[Stored items from a collection]
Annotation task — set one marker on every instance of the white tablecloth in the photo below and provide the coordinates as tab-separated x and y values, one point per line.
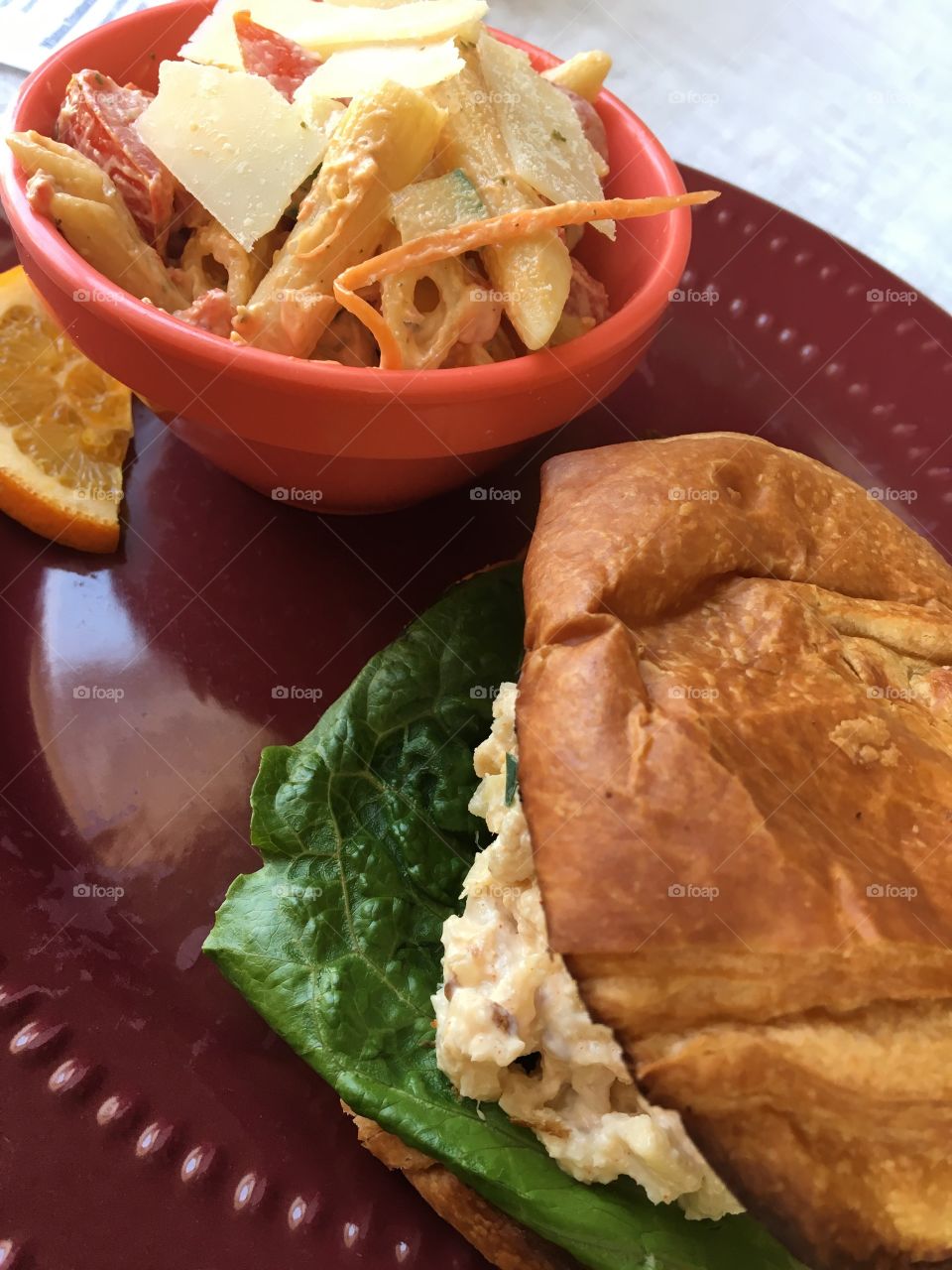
838	109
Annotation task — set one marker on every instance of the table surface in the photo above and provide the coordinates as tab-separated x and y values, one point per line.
838	109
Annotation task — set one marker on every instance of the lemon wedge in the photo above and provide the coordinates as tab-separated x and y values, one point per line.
63	427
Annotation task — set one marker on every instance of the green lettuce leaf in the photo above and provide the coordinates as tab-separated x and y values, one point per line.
366	838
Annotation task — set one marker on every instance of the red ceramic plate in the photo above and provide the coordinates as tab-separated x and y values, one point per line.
148	1116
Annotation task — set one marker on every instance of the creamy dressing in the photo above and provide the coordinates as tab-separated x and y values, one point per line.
507	996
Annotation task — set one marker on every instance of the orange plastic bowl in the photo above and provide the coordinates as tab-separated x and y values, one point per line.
339	439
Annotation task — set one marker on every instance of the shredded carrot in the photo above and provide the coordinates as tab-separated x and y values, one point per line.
477	234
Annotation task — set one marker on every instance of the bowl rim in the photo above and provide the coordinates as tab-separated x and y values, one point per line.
63	266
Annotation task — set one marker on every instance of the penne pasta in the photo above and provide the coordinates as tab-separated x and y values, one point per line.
430	309
243	270
532	275
584	73
481	234
86	207
382	143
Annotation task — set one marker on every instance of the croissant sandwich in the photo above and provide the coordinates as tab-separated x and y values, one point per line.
694	1006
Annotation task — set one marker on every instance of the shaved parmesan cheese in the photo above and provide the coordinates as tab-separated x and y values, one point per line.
235	143
359	70
540	130
326	28
214	44
329	28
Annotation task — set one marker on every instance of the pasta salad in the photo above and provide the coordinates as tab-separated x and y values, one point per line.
379	186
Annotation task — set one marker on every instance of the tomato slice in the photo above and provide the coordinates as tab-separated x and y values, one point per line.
284	63
98	118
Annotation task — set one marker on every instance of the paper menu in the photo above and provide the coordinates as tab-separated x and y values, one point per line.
33	30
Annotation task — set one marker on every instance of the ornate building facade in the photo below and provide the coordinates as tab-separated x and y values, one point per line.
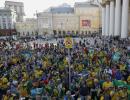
83	18
115	18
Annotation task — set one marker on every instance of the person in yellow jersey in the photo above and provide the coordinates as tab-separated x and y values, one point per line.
107	84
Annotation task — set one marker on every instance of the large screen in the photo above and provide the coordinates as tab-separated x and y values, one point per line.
86	23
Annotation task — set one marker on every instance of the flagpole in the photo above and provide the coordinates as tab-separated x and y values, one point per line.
69	68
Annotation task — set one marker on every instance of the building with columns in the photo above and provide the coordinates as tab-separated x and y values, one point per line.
27	28
115	18
83	18
7	22
18	7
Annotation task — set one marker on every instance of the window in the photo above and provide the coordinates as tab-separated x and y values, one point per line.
4	25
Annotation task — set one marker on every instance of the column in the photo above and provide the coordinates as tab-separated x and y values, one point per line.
103	20
1	22
111	27
117	18
107	19
124	26
6	21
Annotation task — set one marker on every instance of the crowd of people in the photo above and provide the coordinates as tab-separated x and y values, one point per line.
99	70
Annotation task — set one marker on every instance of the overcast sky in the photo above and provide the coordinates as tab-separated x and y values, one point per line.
30	6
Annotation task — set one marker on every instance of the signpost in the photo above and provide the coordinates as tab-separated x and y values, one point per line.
69	44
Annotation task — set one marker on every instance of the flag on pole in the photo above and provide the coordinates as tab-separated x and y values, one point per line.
68	42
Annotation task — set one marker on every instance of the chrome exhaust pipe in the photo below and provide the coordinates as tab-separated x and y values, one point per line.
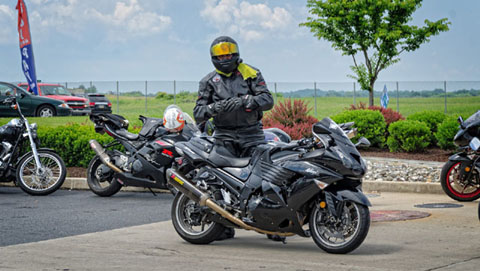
100	151
191	191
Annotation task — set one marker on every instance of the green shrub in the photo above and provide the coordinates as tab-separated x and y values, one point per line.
292	118
370	124
408	135
71	142
446	132
432	119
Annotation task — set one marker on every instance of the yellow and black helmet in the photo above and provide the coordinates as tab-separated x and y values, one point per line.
225	46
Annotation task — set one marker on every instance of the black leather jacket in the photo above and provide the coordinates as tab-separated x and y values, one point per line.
216	87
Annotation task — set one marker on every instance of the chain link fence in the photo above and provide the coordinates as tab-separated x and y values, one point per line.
324	98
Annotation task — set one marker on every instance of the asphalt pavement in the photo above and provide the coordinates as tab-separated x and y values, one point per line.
448	239
24	218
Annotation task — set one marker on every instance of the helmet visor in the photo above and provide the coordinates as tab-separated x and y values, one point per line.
224	48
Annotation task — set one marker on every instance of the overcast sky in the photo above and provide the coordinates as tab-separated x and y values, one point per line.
84	40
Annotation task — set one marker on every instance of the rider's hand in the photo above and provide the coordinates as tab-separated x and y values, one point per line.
232	104
215	108
249	103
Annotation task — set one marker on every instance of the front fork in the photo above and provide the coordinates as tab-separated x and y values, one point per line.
34	149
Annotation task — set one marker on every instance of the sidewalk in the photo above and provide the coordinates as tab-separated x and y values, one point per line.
447	240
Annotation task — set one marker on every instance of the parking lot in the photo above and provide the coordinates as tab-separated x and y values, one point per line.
446	240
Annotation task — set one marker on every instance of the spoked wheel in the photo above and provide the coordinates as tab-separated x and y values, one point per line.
191	223
41	181
457	189
100	179
341	235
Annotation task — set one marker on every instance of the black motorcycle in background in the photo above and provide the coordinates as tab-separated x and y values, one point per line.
144	160
460	177
38	172
310	187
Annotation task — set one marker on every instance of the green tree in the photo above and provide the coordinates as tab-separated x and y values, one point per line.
378	30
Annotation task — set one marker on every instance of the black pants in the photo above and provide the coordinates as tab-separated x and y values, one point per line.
240	142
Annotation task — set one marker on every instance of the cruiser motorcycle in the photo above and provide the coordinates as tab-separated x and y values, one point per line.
310	187
460	176
38	172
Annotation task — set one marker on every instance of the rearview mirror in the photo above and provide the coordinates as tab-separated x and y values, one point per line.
460	121
363	142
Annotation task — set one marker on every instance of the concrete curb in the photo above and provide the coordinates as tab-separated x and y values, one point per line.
368	186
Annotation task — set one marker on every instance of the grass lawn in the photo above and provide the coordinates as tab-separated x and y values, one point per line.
132	107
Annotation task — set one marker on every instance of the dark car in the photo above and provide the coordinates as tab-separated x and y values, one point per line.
99	103
78	105
31	105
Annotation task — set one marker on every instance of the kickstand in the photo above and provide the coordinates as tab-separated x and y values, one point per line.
152	191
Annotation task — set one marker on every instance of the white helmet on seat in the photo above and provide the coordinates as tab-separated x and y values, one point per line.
173	119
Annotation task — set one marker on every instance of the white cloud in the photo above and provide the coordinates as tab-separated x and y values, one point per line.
120	19
7	25
130	18
249	21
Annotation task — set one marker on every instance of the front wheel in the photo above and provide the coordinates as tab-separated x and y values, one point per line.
43	181
191	223
100	178
455	187
342	235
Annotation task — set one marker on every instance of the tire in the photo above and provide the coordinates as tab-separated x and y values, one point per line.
479	211
46	183
95	179
357	214
46	111
184	228
453	188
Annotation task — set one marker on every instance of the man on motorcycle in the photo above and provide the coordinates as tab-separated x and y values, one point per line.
235	95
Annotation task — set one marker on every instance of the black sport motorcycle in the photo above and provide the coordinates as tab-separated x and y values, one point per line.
310	187
144	160
147	154
460	177
38	172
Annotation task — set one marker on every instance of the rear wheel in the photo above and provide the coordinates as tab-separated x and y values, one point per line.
190	221
457	189
341	235
100	178
46	111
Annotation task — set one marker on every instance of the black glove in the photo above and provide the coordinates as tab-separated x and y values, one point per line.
214	108
249	103
232	104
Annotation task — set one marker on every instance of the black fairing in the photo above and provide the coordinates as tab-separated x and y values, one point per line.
280	183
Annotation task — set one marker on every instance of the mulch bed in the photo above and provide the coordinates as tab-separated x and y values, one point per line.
77	172
432	154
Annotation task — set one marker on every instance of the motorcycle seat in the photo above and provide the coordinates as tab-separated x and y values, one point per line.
221	157
126	134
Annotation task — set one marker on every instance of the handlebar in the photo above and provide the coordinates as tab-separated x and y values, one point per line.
304	143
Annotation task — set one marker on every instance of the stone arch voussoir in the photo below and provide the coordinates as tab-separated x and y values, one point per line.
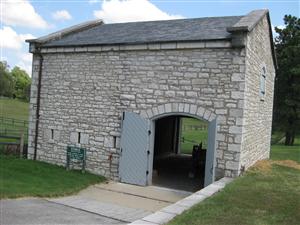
180	108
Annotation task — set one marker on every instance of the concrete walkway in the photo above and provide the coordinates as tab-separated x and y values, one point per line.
122	202
108	203
166	214
40	211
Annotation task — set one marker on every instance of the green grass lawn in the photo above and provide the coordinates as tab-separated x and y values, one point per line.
268	193
282	152
22	177
14	108
17	110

• Task description
Return only the lines from the line containing "the rear wheel" through the last line of the records above, both ends included, exactly as written, leaving pictures out.

• Result for this exercise
Annotation task — set one marker on every instance of the rear wheel in the photo above and provide the coordinates as tab-separated x and y values, one point per line.
190	221
457	189
341	235
100	178
46	111
Annotation task — set one marker on every instance of the black glove in the photo above and provide the coordinates as tab-separated x and y values, one point per line.
214	108
249	103
232	104
Annotation task — set one marker on every instance of the black fairing in the photo above and provide the coordinates as tab-separated x and y values, one point per line.
280	183
Annotation task — set one marker on every instance of the mulch bed in the photo above and provide the coordinates as tab-separated x and y values, one point per line.
77	172
432	154
Annotation task — set one marker on every instance of the motorcycle seat in the photo above and provide the coordinates as tab-separated x and y values, one point per line.
221	157
126	134
Annotation task — set one marker on every instance of the handlebar in the photo above and provide the coordinates as tab-separated x and y values, one point per line.
304	143
Annotation task — set one marker on every instance of the stone arch voussoir in the photo below and provide the coordinates as tab-separated x and y values, one point per line.
180	108
Annotation task — set one marker on every instance of the concrete walkway in the photo above and provide the coordinates as tab-separated x and y values, one point per line.
122	202
108	203
166	214
40	211
Annotation task — set one marker on every instance of the green grass lawn in the photo above and provide the coordinates as tab-separated x and y values, one point per line.
268	193
282	152
22	177
14	108
17	110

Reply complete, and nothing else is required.